** Start Text **
Doug Aitken’s Song 1, a 360-degree multimedia projection on the exterior of the Hirshhorn Museum.


Everyone’s AIA Convention is unique, of course. Even the most diligent conventioneer, skipping lunch and eschewing the half-day or daylong tours, can attend (by my swaggering estimate) at most 4% of the events. Knuckling down, she can wrap up her CE requirements for the year, learn a few things (and rehash a few more), quaff a couple of bottles of wine (over the course of the four days, I mean), and enjoy friends, old and new. She will hear the distinguished keynote speakers—historian David McCullough, architect/public servant Hon. Shaun Donovan—and the keynote appreciation for the architects involved in the several 9/11 projects. In stolen moments between sessions, she’ll visit dozens of the roughly gazillion-and-a-quarter vendors on the Exposition floor—and she’ll win an iPad.
** End Text **
### Problems
A) From the AIA Convention passage, reproduce word for word the stretch that begins at the words "Everyone’s AIA Convention" and stops after "win an iPad.".
B) Answer these questions from the AIA Convention passage:
(i) Whose work is the projection called Song 1?
(ii) By the writer's estimate, what share of the events can even the most diligent conventioneer attend?
(iii) Which historian is named as a keynote speaker?
C) Write what comes next in the AIA Convention passage, picking up after its final sentence.
** Start Available data **
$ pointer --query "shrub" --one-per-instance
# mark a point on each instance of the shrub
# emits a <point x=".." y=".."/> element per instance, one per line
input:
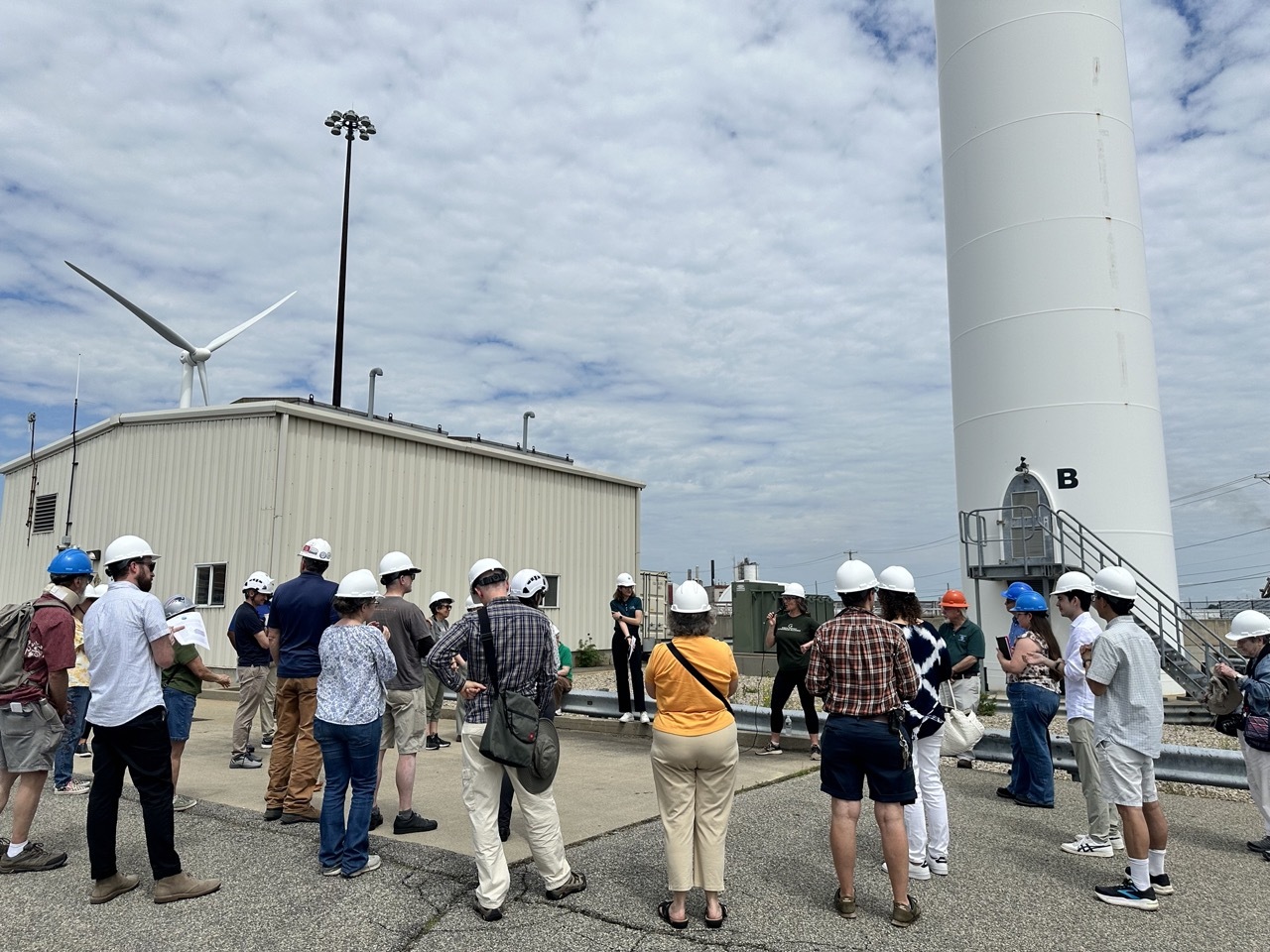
** End Available data **
### Per-task answers
A)
Everyone’s AIA Convention is unique, of course. Even the most diligent conventioneer, skipping lunch and eschewing the half-day or daylong tours, can attend (by my swaggering estimate) at most 4% of the events. Knuckling down, she can wrap up her CE requirements for the year, learn a few things (and rehash a few more), quaff a couple of bottles of wine (over the course of the four days, I mean), and enjoy friends, old and new. She will hear the distinguished keynote speakers—historian David McCullough, architect/public servant Hon. Shaun Donovan—and the keynote appreciation for the architects involved in the several 9/11 projects. In stolen moments between sessions, she’ll visit dozens of the roughly gazillion-and-a-quarter vendors on the Exposition floor—and she’ll win an iPad.

B)
(i) Doug Aitken's
(ii) At most 4%
(iii) David McCullough

C)
Then there’s me. Certain that the Fellows Investiture is on Friday (it’s always on Friday, right?), I’ll miss that stunning occasion at the National Cathedral (which was only available for the AIA’s use on Thursday) The only good thing about missing it was that I actually got to the AIA California Council New Fellows Reception on time, unlike the new Fellows themselves, who were stuck in traffic.

From there to the Tulane School of Architecture alumni reception, at a restaurant called Acadiana, which is located catty-cornered across from the convention hotel. The proximity is suspicious: Who picks the hotel, anyway?

And from there to the Newseum for the Host Chapter Party. A bit too big and rambling for a party—the crowd was not nearly dense enough to ignite fiery, accidental conversations—but I did have my first revelatory encounter. I had met Erica Rioux Gees, AIA, the director of the AIA’s Legacy Foundation, once before, but had not had the chance to get to know her. We met again, here, over the buffet, and I learned that she has been coordinating an AIA project in Haiti, as part of the recovery effort there. That’s the sort of thing that we want to know that our national headquarters is doing.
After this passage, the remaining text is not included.